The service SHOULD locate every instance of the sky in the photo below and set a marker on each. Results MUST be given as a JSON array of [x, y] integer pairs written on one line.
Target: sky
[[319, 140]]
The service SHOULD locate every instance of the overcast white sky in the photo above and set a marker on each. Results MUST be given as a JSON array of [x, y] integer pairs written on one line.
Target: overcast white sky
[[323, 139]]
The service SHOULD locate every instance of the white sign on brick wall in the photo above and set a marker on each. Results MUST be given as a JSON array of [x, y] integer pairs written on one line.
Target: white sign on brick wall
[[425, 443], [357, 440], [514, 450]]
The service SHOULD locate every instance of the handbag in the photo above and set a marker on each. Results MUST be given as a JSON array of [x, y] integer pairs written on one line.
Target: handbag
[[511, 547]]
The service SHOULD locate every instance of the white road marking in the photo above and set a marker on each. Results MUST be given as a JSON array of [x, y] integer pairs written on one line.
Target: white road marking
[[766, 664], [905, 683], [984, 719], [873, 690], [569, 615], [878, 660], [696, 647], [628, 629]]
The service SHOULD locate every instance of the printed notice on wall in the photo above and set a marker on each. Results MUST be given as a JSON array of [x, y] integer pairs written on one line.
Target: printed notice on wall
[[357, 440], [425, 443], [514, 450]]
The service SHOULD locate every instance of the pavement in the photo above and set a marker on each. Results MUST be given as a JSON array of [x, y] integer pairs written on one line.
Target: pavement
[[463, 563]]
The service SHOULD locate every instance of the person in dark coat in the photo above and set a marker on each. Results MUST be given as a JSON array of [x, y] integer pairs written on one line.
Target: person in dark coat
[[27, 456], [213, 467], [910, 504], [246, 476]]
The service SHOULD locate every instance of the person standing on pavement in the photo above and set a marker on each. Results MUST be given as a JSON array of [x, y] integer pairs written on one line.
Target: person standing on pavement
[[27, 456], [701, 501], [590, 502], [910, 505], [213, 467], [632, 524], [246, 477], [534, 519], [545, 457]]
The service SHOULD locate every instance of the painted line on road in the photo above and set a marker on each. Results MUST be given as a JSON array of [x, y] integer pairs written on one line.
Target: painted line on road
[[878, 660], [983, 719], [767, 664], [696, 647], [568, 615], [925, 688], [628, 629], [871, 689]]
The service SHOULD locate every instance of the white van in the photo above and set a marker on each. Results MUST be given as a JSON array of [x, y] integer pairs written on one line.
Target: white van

────

## Exercise goal:
A verbatim transcription is required: the first line of the listing, the line containing "The service SHOULD locate every instance of the pavement", and every line between them.

## Output for this exercise:
The service SHOULD locate every instance of the sky in the photo below and set a marker on each. Results MUST be given as a JSON array of [x, y] integer pairs written on one line.
Target: sky
[[319, 140]]
The service SHOULD locate every instance of the overcast white sky in the photo above and set a marker on each. Results MUST be given as a JSON array of [x, y] integer pairs written on one line.
Target: overcast white sky
[[323, 139]]
The service SHOULD locate every instance of the white sign on brick wall in the photo above and set a marker on each. Results MUST be given as a JSON array of [x, y] integer pairs written on one line.
Target: white sign on brick wall
[[425, 443], [357, 440], [514, 450]]
The service SHOULD locate every instance of the handbag in the photo above and set a marker on each. Results MUST be given as a JSON array of [x, y] integer pairs written on one line.
Target: handbag
[[511, 547]]
The service SHOULD locate every instance of the white road marking in the photo above and set a marker on each. Results MUST be given as a JSON array of [x, y] integer pairs written on one line.
Target: white road marking
[[766, 664], [905, 683], [984, 719], [873, 690], [569, 615], [878, 660], [696, 647], [628, 629]]
The service SHOULD locate every instance of the printed notice on wall in the photo above and set a marker on each. Results MUST be given as a JSON array of [x, y] integer pairs written on one line.
Target: printed notice on wall
[[357, 440], [425, 443], [514, 450]]
The service SHOULD locate every instance of the pavement in the photo above and set a marker on each. Results MUST be given as a JSON array of [x, y] integer pairs written on one line.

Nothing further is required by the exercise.